## WHAT YOU ARE ASKED TO DO
The lines to be copied run from the one containing "bus side window." to the end of the material below; reproduce them exactly, including both ends, and nothing more.

## THE INPUT

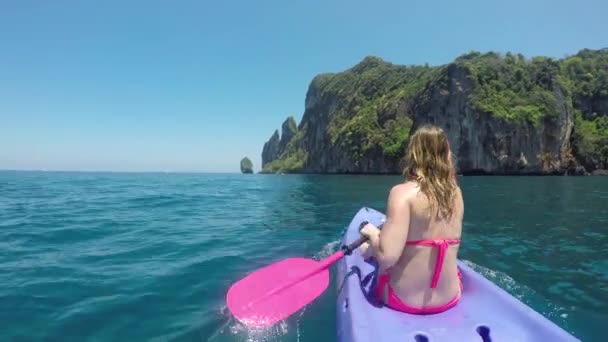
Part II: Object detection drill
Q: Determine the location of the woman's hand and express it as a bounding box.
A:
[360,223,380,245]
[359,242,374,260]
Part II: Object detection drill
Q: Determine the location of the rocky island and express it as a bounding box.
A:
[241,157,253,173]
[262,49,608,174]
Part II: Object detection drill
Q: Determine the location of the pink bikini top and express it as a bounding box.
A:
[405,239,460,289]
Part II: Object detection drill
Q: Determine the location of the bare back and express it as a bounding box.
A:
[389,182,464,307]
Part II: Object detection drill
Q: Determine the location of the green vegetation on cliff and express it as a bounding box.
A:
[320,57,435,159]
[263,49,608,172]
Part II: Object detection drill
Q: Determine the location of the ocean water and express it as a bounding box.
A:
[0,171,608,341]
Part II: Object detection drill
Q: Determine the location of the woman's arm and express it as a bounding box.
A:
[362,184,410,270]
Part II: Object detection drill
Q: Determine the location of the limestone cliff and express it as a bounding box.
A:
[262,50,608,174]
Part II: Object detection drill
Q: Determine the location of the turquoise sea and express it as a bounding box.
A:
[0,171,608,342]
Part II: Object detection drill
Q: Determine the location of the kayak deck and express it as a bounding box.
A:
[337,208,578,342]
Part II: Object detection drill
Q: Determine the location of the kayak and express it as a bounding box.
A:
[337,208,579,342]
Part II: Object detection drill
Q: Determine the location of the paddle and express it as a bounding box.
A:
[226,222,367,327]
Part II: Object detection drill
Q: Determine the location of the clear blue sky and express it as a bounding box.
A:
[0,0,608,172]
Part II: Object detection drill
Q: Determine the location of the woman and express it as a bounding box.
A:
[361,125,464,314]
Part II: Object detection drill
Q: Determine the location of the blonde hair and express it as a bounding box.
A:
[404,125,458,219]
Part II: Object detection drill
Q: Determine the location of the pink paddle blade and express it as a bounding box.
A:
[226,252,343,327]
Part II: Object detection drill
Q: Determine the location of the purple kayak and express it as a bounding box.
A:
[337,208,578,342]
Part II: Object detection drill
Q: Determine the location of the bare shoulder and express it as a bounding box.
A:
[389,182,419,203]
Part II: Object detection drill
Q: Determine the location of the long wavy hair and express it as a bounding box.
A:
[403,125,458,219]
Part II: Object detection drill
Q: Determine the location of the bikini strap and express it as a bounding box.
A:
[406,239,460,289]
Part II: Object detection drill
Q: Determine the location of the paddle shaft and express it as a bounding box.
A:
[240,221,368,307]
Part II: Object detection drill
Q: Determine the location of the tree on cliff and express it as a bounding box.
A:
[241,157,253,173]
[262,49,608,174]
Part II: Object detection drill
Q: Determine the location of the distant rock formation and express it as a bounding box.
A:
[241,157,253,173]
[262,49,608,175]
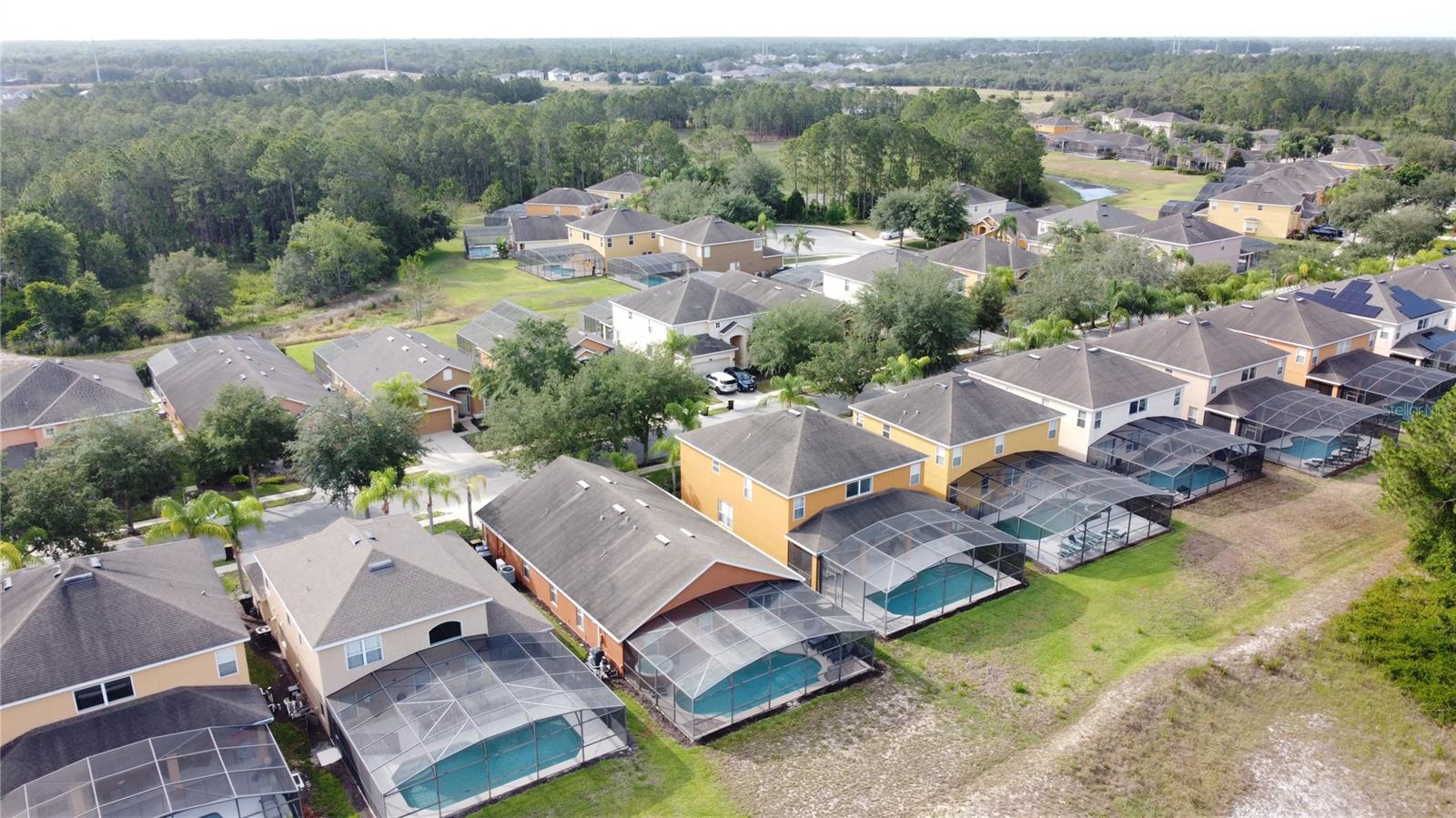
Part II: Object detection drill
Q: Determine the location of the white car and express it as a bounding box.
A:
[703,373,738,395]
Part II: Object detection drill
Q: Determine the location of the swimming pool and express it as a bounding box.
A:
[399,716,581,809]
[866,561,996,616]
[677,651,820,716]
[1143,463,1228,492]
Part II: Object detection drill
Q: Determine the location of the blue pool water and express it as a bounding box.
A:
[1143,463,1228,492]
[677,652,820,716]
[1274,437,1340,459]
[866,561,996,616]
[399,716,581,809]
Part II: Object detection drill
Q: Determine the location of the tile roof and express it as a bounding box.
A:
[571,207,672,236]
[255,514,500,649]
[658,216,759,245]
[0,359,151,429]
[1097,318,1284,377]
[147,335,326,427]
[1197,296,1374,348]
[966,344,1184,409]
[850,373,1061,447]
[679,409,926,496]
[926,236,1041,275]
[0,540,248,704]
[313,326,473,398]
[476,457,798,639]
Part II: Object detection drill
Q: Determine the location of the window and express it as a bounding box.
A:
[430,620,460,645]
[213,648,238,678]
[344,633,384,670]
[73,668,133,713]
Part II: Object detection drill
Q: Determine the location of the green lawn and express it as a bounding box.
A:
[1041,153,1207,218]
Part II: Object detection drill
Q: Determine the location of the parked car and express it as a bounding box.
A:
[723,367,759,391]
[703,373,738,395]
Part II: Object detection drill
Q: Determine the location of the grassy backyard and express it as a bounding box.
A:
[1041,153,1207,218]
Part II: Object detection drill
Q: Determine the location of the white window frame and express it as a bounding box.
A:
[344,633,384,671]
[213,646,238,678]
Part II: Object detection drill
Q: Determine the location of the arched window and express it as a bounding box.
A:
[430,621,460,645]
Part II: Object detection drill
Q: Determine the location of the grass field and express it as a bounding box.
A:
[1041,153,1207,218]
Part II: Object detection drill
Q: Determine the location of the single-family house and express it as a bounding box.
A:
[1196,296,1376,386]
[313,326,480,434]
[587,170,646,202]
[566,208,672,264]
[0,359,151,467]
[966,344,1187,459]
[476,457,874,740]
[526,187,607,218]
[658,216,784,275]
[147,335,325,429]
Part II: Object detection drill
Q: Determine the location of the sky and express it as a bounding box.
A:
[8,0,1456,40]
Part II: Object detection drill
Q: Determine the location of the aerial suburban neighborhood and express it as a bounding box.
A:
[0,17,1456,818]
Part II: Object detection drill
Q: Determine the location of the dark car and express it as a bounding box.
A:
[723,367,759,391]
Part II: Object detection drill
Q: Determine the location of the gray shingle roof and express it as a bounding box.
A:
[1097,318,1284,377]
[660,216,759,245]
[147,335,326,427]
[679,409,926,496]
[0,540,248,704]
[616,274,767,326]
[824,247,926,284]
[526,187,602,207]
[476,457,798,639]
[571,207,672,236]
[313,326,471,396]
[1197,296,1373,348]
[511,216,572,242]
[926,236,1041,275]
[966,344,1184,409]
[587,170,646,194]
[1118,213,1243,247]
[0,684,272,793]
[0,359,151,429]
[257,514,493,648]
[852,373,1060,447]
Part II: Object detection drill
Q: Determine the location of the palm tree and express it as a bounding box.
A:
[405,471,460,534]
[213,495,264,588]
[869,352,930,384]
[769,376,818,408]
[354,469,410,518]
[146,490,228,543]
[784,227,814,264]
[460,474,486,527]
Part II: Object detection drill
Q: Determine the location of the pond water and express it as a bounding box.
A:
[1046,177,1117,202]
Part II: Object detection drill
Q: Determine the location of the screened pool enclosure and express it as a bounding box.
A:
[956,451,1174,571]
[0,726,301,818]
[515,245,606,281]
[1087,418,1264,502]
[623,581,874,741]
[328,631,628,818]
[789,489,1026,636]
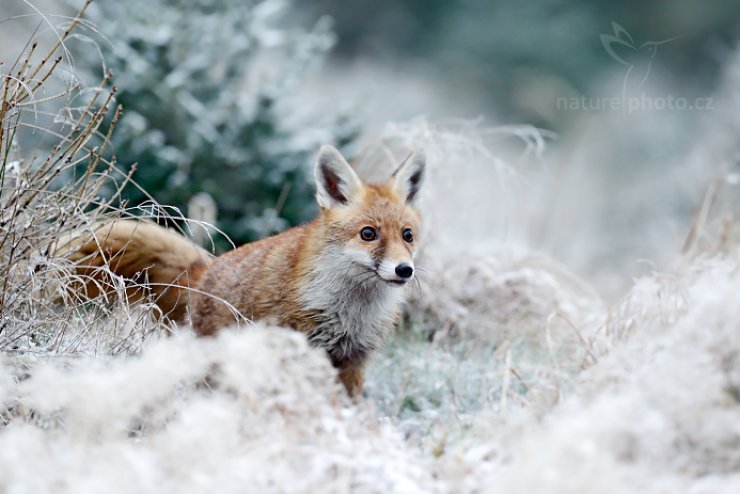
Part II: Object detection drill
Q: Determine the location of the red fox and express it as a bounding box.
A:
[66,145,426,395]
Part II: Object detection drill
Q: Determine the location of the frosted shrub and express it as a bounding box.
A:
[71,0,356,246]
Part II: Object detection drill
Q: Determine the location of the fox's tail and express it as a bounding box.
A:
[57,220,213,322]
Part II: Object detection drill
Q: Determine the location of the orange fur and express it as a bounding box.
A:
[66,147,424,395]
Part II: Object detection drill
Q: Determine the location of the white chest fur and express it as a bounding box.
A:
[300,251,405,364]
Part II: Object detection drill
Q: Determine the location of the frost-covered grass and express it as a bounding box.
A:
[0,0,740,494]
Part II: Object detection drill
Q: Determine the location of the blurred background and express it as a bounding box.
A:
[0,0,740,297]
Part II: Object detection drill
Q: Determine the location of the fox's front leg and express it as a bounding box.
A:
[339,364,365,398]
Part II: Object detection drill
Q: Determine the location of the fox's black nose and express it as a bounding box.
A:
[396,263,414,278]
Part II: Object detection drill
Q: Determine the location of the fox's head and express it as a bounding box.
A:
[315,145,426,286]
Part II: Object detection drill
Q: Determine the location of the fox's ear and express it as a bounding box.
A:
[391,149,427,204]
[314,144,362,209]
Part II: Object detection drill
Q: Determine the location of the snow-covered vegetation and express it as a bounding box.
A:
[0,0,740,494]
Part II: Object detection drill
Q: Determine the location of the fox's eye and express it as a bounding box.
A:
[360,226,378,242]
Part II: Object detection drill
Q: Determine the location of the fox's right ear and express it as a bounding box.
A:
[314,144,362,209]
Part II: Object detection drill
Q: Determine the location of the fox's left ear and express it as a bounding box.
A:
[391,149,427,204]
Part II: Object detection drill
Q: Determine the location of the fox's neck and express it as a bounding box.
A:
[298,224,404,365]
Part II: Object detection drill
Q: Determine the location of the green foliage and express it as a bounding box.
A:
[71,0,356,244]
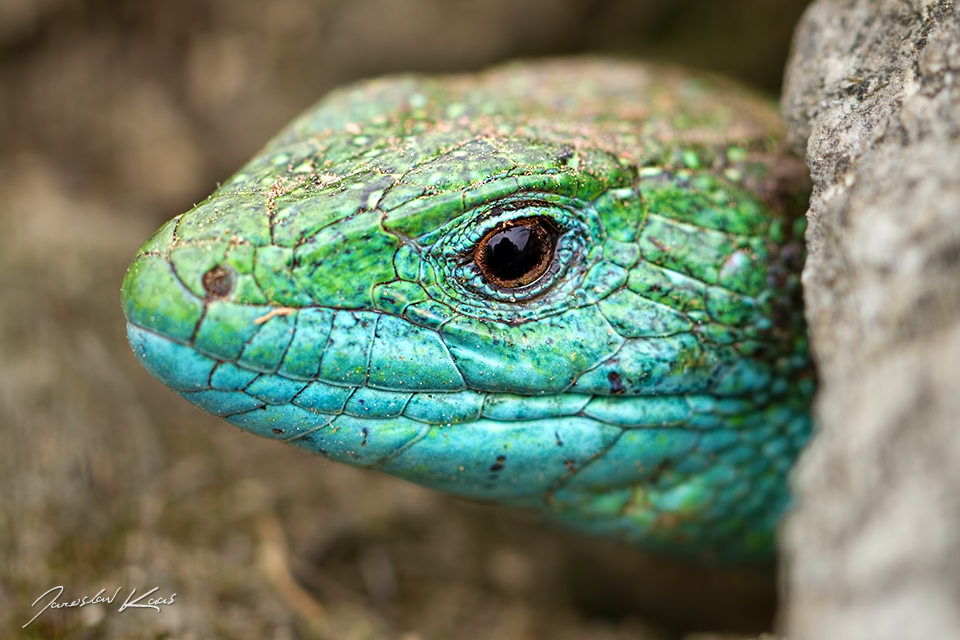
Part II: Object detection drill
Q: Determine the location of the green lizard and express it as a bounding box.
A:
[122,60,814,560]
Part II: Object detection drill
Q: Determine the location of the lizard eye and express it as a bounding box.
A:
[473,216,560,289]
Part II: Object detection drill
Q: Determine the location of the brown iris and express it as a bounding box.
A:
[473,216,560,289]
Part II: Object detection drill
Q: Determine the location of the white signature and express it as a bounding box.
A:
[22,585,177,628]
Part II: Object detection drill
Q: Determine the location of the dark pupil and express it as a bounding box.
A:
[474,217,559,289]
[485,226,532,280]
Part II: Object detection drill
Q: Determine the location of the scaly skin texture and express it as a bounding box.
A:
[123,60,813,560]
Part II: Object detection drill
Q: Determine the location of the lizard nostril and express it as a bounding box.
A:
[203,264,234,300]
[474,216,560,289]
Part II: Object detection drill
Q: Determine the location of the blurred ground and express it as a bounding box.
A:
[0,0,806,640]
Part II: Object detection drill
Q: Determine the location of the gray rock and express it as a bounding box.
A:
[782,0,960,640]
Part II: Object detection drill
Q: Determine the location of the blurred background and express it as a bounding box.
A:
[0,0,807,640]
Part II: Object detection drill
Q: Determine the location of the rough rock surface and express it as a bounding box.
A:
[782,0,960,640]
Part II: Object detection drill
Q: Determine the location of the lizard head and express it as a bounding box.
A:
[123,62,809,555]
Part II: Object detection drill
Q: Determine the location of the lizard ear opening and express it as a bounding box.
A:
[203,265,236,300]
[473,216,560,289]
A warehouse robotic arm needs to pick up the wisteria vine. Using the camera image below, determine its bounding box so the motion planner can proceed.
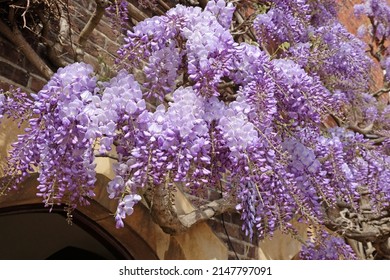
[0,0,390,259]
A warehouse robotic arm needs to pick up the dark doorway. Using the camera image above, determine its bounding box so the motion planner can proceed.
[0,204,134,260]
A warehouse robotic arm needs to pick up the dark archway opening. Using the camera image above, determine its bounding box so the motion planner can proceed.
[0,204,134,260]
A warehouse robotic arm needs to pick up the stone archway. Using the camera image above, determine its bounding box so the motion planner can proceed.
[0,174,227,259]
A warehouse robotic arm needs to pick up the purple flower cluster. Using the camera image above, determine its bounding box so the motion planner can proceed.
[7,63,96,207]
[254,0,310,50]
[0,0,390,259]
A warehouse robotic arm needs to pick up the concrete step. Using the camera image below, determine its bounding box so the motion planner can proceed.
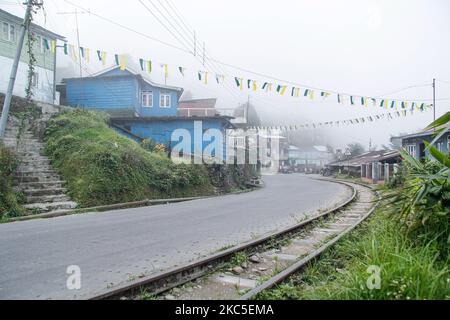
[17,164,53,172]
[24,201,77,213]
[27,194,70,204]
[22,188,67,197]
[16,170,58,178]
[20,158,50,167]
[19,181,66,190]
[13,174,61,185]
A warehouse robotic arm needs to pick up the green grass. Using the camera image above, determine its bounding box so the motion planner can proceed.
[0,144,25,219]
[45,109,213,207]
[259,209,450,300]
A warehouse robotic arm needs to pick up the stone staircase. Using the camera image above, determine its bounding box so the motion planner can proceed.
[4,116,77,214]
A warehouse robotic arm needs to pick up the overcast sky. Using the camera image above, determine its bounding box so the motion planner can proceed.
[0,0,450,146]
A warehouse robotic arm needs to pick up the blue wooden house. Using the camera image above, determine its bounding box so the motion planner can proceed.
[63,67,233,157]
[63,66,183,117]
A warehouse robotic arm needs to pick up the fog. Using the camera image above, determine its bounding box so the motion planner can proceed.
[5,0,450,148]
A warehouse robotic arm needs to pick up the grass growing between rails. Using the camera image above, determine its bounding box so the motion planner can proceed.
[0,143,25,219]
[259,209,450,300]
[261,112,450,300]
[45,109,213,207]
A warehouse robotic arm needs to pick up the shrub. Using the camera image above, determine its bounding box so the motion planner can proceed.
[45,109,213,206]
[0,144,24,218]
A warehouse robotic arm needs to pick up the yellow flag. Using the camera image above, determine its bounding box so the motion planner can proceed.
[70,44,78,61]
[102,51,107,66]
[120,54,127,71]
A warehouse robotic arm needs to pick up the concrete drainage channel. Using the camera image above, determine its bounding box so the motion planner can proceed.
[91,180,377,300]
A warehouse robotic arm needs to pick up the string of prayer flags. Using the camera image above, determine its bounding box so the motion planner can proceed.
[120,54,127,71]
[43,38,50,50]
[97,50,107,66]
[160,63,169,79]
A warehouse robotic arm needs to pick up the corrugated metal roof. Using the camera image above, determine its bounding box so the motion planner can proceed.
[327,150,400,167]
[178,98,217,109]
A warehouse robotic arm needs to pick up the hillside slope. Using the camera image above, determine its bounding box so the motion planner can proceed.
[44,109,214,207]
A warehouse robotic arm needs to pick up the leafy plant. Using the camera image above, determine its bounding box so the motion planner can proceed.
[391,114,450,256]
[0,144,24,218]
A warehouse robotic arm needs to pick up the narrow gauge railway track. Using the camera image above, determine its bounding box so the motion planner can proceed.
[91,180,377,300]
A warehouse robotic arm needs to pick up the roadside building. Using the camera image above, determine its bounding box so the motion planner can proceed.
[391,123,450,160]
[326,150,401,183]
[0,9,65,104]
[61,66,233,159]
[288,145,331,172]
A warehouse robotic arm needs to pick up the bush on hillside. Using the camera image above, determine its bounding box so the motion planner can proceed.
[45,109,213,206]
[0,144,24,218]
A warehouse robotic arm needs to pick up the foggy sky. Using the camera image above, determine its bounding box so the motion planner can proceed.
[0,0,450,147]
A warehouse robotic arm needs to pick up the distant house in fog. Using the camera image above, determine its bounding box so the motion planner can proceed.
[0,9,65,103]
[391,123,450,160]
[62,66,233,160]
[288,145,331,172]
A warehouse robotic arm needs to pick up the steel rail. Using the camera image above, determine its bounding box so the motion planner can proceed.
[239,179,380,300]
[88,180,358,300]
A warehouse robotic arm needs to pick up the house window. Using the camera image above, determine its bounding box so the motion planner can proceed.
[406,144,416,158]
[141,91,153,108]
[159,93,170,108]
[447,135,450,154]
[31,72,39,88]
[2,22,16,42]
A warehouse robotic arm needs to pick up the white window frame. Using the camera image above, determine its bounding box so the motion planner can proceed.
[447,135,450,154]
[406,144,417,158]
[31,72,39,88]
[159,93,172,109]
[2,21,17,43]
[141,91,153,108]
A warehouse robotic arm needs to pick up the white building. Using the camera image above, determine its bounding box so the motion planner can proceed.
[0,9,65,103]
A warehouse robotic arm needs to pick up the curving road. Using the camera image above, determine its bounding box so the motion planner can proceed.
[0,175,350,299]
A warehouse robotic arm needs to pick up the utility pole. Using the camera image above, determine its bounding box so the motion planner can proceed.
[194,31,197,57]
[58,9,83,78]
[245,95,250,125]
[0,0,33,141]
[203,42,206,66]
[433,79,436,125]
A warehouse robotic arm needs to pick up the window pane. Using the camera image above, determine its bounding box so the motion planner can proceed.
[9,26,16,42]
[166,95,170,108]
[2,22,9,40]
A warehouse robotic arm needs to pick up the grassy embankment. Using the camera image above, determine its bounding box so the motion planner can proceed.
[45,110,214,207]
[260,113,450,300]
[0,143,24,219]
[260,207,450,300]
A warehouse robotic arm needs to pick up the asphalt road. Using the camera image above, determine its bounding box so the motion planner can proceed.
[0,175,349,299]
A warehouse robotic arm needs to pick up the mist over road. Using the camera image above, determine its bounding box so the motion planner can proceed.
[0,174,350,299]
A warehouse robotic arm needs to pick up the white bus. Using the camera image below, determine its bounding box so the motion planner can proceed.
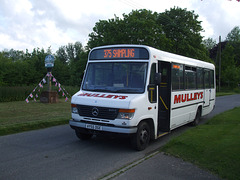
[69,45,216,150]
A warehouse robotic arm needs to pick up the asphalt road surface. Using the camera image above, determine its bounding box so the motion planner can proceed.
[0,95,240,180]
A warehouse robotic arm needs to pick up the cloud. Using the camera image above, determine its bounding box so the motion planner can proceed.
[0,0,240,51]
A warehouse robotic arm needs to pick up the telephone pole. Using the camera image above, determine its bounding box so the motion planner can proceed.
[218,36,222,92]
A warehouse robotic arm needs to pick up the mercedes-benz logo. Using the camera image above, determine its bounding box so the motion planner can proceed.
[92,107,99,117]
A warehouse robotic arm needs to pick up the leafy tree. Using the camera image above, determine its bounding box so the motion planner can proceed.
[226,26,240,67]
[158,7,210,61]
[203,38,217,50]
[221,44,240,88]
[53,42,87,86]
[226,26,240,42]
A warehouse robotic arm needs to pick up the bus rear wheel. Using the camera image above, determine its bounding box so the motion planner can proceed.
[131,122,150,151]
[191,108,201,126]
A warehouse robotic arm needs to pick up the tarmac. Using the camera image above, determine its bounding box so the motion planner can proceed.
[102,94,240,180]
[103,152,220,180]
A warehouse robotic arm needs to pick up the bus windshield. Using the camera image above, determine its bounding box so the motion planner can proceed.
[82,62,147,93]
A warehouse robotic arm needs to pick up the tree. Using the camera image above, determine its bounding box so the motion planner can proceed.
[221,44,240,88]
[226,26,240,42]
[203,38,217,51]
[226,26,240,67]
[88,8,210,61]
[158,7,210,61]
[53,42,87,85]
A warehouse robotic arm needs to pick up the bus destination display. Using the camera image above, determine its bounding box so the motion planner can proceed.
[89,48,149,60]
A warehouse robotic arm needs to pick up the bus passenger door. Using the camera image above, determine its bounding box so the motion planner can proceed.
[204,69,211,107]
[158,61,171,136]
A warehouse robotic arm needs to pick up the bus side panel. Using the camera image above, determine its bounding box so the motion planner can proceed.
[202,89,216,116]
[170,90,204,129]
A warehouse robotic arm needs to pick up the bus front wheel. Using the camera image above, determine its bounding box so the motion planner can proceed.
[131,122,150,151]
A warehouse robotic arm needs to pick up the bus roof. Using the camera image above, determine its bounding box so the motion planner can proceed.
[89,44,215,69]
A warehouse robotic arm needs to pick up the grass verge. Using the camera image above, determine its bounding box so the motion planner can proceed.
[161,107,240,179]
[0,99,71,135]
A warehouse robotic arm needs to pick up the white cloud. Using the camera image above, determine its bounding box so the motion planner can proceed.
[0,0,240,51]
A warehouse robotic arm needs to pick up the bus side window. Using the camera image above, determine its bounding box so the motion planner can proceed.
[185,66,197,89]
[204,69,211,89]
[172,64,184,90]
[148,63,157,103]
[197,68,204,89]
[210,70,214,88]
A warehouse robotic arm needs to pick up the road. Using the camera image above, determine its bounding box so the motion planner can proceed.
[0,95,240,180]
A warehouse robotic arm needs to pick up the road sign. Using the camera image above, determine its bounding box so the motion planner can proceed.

## FINISHED EXERCISE
A warehouse robotic arm needs to pick up the bus side window. Using the camera image above, determine its bounding box so the motion planner can proceed.
[185,66,197,89]
[204,69,211,89]
[172,64,184,90]
[148,63,157,103]
[197,68,204,89]
[210,70,214,88]
A warehouse robotic arm needs to pick up the road. Using the camera image above, determine its bounding box so the motion planner can proceed.
[0,95,240,180]
A warehouse robotic arm needs to pick up the road sign. Using the camera image above, determine its bounding box so the motion planner can proceed.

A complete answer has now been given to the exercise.